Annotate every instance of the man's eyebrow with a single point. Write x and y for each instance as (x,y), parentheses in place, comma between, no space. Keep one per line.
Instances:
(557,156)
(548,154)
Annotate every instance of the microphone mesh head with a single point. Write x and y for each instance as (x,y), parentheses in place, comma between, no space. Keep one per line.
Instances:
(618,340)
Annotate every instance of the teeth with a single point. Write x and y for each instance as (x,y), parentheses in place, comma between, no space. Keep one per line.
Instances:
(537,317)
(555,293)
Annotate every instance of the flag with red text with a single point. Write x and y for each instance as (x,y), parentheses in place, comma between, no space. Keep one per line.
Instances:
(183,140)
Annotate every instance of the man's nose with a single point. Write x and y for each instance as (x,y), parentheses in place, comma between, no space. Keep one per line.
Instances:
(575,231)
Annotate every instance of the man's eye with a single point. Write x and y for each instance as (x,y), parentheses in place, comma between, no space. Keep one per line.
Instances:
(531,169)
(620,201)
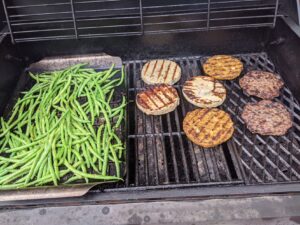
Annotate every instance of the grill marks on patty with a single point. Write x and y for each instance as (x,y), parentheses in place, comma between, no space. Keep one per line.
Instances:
(161,71)
(267,118)
(208,127)
(204,91)
(157,99)
(223,67)
(261,84)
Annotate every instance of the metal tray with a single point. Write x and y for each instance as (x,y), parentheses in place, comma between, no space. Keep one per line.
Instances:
(97,61)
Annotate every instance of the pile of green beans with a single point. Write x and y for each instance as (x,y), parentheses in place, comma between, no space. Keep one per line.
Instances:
(64,130)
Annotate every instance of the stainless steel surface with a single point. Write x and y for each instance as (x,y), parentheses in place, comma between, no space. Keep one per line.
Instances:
(32,21)
(263,210)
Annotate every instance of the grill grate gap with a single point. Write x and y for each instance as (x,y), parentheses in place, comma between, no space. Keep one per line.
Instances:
(229,161)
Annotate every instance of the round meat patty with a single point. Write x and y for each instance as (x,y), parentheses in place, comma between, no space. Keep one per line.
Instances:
(204,92)
(157,100)
(208,127)
(223,67)
(161,72)
(261,84)
(267,118)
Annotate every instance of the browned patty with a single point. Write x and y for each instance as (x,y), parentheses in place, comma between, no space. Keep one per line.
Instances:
(262,84)
(267,118)
(157,100)
(208,127)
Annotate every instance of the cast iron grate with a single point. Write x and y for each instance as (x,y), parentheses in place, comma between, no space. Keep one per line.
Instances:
(159,154)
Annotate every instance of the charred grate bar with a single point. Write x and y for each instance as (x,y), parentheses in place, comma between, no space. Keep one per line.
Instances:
(159,153)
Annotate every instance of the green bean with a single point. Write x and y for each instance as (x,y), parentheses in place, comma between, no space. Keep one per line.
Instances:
(50,130)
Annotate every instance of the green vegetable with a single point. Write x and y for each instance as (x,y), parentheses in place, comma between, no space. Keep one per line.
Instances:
(63,130)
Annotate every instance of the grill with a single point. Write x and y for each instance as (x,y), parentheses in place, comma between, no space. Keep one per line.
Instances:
(162,155)
(159,155)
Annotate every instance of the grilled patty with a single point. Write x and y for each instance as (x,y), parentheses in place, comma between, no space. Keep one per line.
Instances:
(223,67)
(267,118)
(157,100)
(261,84)
(208,127)
(204,92)
(161,72)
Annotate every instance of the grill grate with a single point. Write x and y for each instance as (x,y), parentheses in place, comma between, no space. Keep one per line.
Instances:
(160,154)
(75,19)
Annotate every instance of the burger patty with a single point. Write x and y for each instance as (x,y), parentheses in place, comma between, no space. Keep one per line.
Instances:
(161,72)
(267,118)
(261,84)
(223,67)
(157,100)
(208,127)
(204,91)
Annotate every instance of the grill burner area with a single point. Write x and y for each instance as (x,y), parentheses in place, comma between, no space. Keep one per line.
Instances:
(160,155)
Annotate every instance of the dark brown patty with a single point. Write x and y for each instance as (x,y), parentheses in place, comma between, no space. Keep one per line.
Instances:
(267,118)
(261,84)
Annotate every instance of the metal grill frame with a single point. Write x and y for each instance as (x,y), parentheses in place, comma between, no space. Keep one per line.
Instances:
(137,18)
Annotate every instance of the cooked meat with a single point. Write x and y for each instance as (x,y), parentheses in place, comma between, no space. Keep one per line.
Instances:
(261,84)
(157,100)
(208,127)
(223,67)
(161,72)
(267,118)
(204,92)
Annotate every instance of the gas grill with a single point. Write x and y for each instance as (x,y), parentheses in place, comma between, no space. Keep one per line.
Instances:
(161,163)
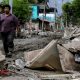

_Challenge:_
Pull out each line above that contains the string "stainless", leaving out all the others.

_The response:_
Annotate every instance of the stainless steel surface with a single point. Write x and y for each instance as (x,y), parentheses in place, comma between, no space. Keep one per line.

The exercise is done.